Exercise prompt =
Rewrite the records below, changing every "segmenter" to "labeling tool" and leaving everything else as it stands.

Entries =
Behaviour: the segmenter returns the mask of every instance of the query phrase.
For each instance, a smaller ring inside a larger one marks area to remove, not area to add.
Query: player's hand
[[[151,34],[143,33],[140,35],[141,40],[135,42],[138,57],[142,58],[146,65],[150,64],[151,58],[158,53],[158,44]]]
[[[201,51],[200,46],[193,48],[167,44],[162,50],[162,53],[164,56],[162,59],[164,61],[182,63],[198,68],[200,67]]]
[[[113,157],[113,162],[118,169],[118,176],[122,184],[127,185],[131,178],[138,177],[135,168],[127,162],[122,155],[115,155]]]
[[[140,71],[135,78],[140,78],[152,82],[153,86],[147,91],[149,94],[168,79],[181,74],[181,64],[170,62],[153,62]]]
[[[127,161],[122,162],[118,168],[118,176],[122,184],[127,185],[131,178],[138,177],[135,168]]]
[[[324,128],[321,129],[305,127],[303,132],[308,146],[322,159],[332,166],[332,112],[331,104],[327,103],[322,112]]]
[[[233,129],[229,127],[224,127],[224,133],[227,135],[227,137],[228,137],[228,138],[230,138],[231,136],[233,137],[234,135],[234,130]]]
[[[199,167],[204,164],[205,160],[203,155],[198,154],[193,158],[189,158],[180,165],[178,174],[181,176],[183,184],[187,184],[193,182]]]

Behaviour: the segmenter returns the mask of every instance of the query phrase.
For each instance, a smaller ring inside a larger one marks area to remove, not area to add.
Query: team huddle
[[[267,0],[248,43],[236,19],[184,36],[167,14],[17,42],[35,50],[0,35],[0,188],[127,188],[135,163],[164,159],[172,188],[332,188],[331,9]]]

Output of the exercise =
Behaviour: the labeling tool returns the mask of every instance of the query phrase.
For each instance, a smaller ring inside a larger one marks area to remove, not area to add.
Query: player's hand
[[[151,34],[143,33],[140,35],[141,40],[135,42],[138,57],[142,58],[146,65],[150,64],[151,58],[158,53],[158,44]]]
[[[201,51],[200,46],[193,48],[167,44],[162,50],[162,53],[164,56],[162,59],[164,61],[182,63],[198,68],[200,67]]]
[[[113,157],[113,162],[118,169],[118,176],[122,184],[127,185],[131,178],[138,177],[135,168],[127,162],[122,155],[115,155]]]
[[[140,71],[135,78],[140,78],[152,82],[153,86],[147,91],[149,94],[168,79],[181,74],[181,64],[170,62],[153,62]]]
[[[127,161],[122,162],[118,168],[118,176],[122,184],[127,185],[131,178],[138,177],[135,168]]]
[[[324,128],[321,129],[305,127],[303,132],[308,146],[322,159],[332,166],[332,112],[331,104],[327,103],[322,112]]]
[[[233,129],[229,127],[224,127],[224,133],[227,135],[227,137],[228,137],[228,138],[230,138],[231,136],[233,137],[234,135],[234,130]]]
[[[199,167],[204,164],[205,160],[203,155],[198,154],[193,158],[189,158],[180,165],[178,174],[181,176],[183,184],[187,184],[193,182]]]

Behaviour: the labeling tool returns the mask of every instance of the query phrase.
For each instance, a smaller ring inside a larger one marks area to remove, not area to add.
Query: team huddle
[[[267,0],[248,43],[236,19],[184,36],[167,14],[17,42],[35,50],[0,35],[0,188],[127,188],[135,163],[164,159],[172,188],[332,188],[331,9]]]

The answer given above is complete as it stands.